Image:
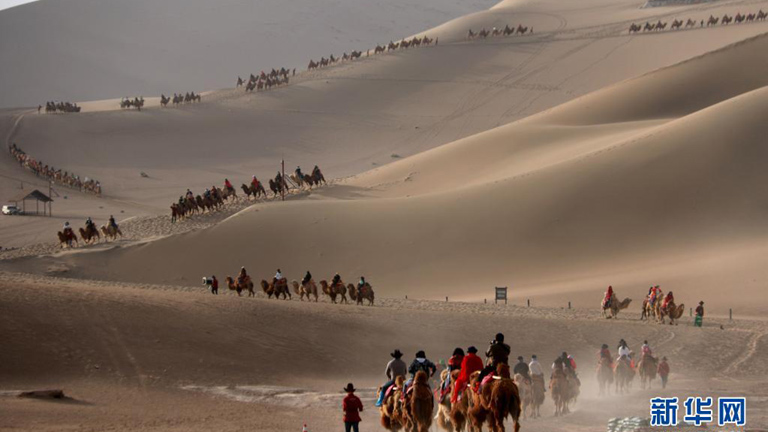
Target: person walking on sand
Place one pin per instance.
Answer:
(352, 406)
(699, 314)
(214, 285)
(395, 368)
(663, 371)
━━━━
Give back the listing exactly, with the pictures removed.

Image:
Target: person walking on sand
Place one pin per instance.
Answer:
(352, 406)
(699, 314)
(214, 285)
(395, 368)
(663, 371)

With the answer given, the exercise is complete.